- Task: Your response should consist of every entry, unchanged.

START Exercise material

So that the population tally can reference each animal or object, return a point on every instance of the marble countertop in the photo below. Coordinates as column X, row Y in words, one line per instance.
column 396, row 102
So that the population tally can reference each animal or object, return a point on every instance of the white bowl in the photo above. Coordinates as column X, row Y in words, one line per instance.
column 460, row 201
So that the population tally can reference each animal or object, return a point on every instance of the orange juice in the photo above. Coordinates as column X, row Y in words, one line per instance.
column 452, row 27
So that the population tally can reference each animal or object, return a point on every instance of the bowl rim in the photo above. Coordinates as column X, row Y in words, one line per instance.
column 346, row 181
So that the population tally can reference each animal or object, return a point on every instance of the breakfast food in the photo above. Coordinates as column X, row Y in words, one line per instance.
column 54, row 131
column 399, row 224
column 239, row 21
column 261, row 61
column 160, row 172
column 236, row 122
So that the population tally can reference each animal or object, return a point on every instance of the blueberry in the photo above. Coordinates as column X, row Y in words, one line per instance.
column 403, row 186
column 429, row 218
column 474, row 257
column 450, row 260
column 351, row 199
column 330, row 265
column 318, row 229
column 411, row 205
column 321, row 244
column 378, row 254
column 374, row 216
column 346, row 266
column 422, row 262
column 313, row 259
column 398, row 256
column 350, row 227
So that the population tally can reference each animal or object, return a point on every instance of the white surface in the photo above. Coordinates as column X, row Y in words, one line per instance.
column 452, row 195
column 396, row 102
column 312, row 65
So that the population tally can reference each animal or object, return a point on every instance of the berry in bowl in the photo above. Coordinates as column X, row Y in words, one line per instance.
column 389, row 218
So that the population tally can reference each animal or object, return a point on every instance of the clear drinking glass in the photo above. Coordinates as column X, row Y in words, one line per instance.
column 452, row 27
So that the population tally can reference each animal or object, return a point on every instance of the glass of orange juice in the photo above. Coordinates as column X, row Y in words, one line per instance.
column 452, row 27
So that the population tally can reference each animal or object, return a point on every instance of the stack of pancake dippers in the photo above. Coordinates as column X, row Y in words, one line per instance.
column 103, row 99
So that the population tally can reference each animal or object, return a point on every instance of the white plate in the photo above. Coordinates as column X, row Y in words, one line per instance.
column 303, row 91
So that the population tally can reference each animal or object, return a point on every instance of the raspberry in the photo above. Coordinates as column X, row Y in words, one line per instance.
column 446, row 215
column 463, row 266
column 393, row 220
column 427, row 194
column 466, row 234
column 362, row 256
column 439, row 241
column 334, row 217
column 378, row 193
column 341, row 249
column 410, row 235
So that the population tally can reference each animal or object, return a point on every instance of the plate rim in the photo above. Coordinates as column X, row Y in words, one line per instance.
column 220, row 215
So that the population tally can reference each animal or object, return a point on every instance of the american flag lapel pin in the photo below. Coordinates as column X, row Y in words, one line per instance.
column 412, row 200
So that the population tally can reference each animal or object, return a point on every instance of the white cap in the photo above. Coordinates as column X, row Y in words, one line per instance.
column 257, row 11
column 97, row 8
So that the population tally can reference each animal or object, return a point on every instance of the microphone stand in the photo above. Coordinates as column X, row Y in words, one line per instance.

END Exercise material

- Answer to this exercise:
So that the population tally can reference each animal or object, return a point on every instance of the marble countertop in the photo below. Coordinates as column X, row Y in words, one line per instance.
column 396, row 102
So that the population tally can reference each animal or object, return a point on every instance of the white bowl in the photo above. Coordinates as column X, row Y in words, one line per instance.
column 460, row 201
So that the population tally can reference each animal or object, return a point on every instance of the orange juice in the photo above. Coordinates as column X, row Y in words, one line per instance.
column 452, row 27
So that the population tally can reference each animal or object, return a point on every instance of the bowl rim in the photo above. Coordinates as column X, row Y in words, one line per instance.
column 346, row 181
So that the population tally can reference each animal or object, return a point on every instance of the breakfast food in the photo above. Coordinates as column X, row Y in words, one line per instance.
column 54, row 131
column 399, row 224
column 239, row 21
column 261, row 61
column 160, row 172
column 236, row 122
So that the population tally can reference each animal or object, return a point on every instance of the blueberry in the photo above. Coordinates as column X, row Y in words, one line per instance.
column 403, row 186
column 429, row 218
column 474, row 257
column 450, row 260
column 351, row 199
column 330, row 265
column 318, row 229
column 411, row 205
column 321, row 244
column 378, row 254
column 374, row 216
column 346, row 266
column 422, row 262
column 313, row 259
column 398, row 256
column 350, row 227
So that the population tally can reference each animal or object, return a point on every instance of the white surface in the photo above. Coordinates as column X, row Y in words, one line per instance.
column 452, row 195
column 396, row 102
column 312, row 65
So that the population tally can reference each animal or object, return a point on every instance of the berry in bowl in the photo above. Coordinates as column X, row Y in words, one line per instance.
column 389, row 218
So that the population tally can reference each animal or object, return a point on every instance of the clear drinking glass in the photo above. Coordinates as column X, row Y in words, one line per instance.
column 452, row 27
So that the population tally can reference each animal or object, return a point on every instance of the glass of orange juice in the photo above. Coordinates as column X, row Y in words, one line per instance.
column 452, row 27
So that the population tally can reference each animal or object, return a point on every instance of the stack of pancake dippers in the photo above. Coordinates as column X, row Y in words, one line per instance.
column 103, row 99
So that the population tally can reference each animal or object, return a point on every instance of the white plate in the photo above. Coordinates as column X, row Y in words, one line per instance.
column 303, row 91
So that the population tally can reference each animal or object, return a point on every instance of the raspberry in the photo above. Coordinates as column X, row Y in words, one line per instance.
column 446, row 215
column 463, row 266
column 393, row 220
column 427, row 194
column 466, row 234
column 362, row 256
column 439, row 241
column 334, row 217
column 378, row 193
column 341, row 249
column 410, row 235
So that the population tally can reference each animal or object, return a point on every instance of the plate rim in the photo above. Coordinates as column X, row Y in words, one line per instance.
column 220, row 215
So that the population tally can reference each animal or object, return a point on every instance of the american flag lapel pin in the photo below. Coordinates as column X, row Y in words, one line per instance.
column 412, row 200
So that the population tally can reference each animal or object, return a point on every instance of the white cap in the photo above. Coordinates as column X, row Y in words, one line per instance.
column 257, row 11
column 97, row 8
So that the population tally can reference each animal or object, return a point on every instance of the microphone stand in the photo above. Coordinates as column X, row Y in words, one line per instance.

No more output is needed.